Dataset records

○ ○ ○ ○

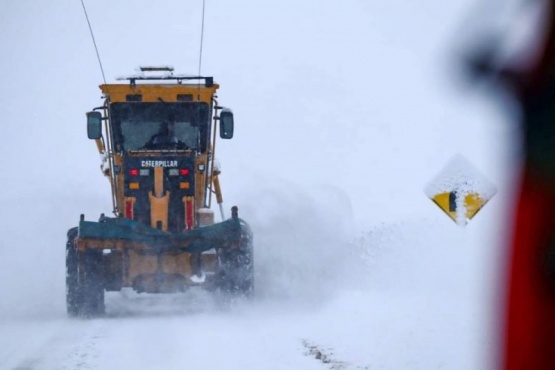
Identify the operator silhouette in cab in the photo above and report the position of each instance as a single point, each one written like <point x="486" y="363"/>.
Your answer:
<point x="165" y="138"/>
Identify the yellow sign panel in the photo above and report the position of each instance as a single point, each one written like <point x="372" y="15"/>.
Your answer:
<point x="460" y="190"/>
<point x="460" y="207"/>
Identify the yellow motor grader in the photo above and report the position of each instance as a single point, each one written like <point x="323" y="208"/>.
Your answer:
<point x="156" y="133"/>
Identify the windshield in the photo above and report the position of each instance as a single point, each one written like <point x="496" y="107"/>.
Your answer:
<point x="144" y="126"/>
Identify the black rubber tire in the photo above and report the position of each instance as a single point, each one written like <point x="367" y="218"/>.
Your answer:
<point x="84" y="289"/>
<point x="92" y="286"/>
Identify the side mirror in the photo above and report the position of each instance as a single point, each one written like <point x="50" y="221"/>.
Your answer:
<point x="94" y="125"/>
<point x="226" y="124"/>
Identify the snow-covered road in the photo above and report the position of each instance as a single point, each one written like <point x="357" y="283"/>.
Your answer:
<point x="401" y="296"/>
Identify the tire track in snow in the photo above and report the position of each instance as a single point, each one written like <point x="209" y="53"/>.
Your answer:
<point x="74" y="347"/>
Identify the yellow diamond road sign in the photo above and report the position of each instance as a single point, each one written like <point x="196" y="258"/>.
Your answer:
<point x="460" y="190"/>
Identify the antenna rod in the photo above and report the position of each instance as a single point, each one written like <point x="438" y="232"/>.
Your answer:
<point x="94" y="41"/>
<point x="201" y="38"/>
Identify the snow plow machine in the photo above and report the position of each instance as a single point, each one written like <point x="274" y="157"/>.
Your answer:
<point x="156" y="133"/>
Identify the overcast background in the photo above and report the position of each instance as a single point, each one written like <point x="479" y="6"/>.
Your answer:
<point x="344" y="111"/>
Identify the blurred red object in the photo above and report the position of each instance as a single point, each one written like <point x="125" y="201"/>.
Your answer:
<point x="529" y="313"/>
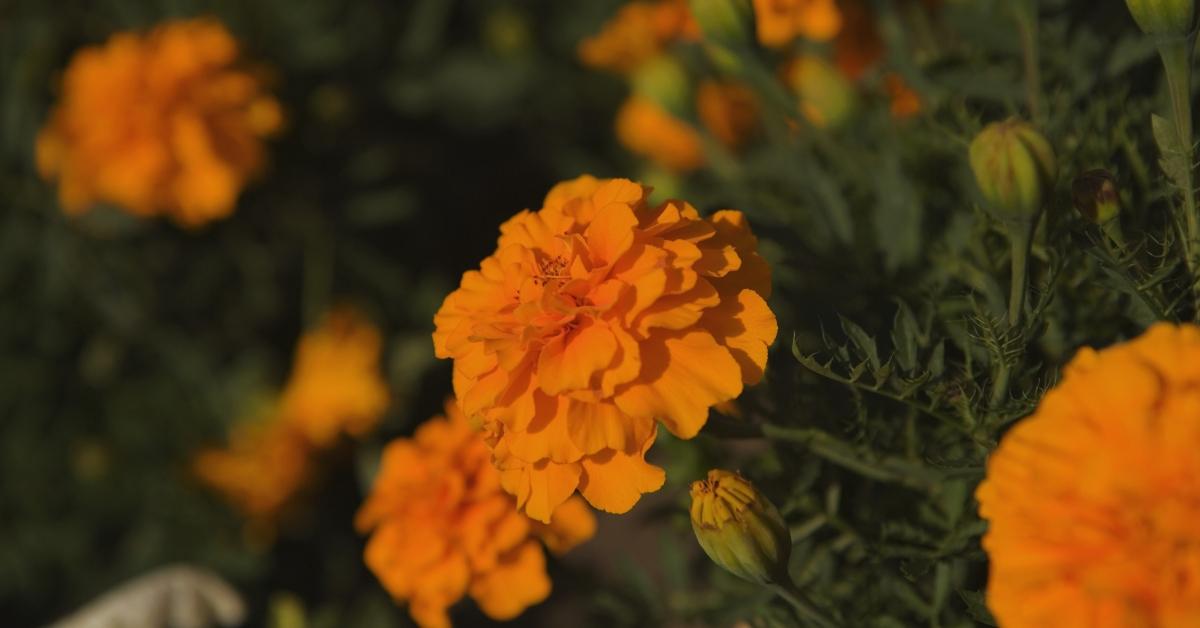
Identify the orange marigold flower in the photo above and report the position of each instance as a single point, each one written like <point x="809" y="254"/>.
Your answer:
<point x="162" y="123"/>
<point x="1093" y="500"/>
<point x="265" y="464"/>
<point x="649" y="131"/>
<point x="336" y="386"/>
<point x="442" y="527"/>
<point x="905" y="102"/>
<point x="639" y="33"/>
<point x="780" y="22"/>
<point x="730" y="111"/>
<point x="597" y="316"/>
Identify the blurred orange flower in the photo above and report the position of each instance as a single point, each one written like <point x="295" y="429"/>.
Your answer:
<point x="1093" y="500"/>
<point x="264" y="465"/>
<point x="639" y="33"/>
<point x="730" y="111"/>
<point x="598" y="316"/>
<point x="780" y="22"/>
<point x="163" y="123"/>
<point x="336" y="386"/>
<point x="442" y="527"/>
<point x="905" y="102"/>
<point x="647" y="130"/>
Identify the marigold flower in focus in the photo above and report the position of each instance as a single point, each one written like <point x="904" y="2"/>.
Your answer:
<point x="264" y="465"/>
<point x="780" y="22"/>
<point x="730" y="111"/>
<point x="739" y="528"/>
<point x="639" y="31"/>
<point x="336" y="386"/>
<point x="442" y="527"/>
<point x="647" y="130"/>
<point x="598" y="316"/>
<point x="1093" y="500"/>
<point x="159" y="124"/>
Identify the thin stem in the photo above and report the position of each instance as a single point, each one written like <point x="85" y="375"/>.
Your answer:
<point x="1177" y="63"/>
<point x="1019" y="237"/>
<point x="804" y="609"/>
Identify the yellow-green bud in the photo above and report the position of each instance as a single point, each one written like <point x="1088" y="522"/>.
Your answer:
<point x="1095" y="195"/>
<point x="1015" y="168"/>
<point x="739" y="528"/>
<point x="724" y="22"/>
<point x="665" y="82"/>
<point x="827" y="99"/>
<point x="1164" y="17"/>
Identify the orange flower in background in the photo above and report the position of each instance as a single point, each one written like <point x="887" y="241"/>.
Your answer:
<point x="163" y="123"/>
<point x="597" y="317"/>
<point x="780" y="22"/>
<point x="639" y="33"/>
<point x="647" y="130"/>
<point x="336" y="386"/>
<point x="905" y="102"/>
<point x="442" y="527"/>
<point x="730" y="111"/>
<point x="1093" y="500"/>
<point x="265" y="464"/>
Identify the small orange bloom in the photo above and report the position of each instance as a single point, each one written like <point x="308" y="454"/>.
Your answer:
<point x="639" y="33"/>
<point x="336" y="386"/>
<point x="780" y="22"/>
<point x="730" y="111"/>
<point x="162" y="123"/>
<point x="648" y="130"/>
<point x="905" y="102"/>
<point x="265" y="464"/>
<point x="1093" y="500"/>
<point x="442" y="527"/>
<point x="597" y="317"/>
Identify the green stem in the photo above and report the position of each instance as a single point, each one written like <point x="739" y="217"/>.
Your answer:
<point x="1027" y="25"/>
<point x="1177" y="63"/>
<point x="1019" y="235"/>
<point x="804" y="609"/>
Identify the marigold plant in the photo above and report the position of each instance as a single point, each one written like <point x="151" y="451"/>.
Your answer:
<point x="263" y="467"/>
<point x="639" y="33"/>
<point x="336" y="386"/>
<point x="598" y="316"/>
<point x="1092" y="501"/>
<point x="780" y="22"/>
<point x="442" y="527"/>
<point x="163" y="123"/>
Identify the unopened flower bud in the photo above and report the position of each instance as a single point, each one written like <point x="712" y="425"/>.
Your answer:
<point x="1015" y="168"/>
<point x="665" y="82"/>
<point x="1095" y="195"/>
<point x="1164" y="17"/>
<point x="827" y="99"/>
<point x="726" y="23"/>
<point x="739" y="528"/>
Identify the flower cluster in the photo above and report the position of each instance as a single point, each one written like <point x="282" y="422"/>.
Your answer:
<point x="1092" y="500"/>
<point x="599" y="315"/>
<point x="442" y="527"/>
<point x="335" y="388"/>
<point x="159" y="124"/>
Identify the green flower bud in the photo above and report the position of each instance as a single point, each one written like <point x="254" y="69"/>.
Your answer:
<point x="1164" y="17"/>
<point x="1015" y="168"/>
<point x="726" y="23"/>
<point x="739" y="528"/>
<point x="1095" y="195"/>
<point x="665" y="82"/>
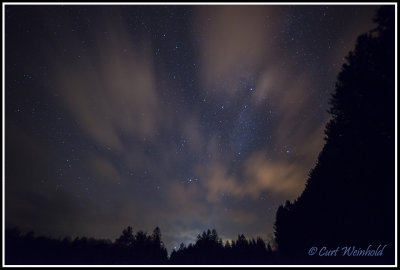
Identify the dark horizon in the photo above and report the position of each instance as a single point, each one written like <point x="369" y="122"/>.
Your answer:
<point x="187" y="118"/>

○ ○ ○ ○

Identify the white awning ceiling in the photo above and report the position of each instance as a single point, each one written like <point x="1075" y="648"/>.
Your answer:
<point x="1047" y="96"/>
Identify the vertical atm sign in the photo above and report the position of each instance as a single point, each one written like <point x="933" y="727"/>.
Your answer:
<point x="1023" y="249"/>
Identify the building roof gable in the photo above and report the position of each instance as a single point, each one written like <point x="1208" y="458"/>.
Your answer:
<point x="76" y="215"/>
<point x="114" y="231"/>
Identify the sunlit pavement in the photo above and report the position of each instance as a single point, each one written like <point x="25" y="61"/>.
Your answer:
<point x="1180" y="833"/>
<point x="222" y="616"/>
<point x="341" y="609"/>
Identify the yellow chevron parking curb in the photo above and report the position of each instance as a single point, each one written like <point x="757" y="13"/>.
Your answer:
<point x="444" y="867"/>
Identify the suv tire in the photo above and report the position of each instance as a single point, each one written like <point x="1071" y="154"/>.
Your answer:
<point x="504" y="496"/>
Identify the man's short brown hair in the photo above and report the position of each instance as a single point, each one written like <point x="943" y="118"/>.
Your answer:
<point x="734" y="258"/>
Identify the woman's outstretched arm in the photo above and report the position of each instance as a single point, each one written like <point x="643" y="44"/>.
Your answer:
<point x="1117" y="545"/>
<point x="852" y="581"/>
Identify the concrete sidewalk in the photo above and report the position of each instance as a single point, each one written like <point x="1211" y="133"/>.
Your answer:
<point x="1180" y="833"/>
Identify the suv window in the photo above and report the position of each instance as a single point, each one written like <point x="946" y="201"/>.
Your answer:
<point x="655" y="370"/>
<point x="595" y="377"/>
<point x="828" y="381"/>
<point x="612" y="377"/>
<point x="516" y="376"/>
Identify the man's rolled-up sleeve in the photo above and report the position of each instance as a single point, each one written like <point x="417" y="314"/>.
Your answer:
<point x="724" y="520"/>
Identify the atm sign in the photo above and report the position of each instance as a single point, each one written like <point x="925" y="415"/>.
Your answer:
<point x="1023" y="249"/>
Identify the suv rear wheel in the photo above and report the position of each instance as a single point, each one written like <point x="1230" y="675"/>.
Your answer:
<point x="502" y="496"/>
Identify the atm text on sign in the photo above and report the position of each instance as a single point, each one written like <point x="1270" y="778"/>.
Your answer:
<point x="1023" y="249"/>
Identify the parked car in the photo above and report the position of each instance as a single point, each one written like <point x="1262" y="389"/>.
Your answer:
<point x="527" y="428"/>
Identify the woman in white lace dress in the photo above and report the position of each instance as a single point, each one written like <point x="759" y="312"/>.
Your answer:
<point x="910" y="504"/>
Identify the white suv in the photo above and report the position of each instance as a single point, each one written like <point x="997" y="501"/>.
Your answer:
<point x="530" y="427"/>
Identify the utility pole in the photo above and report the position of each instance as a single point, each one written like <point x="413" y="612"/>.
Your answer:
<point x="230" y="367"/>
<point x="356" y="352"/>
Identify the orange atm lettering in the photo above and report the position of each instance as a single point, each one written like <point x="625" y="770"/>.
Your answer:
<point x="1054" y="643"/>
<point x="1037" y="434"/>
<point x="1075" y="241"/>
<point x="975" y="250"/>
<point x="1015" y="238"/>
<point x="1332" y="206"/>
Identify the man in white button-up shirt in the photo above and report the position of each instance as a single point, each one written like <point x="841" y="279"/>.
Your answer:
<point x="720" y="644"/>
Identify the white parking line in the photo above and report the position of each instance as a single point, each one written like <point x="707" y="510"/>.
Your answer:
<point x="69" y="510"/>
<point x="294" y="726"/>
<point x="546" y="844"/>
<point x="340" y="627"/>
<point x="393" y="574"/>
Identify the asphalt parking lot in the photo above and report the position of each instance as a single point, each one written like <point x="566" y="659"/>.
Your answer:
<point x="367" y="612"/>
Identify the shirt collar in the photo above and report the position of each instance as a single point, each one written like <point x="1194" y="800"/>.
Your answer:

○ ○ ○ ○

Which lines of the items above contain the string "snow"? Pull out each of those lines and copy it in full.

Identify the snow-covered road in the photo above and report the position of each instance as a single point, each one written like <point x="357" y="283"/>.
Identify the tire track in snow in the photo above and report the position of each instance as a single point, each one written like <point x="209" y="53"/>.
Identify the snow plow machine in the photo above and report the position of each instance as a single point, each one written like <point x="274" y="157"/>.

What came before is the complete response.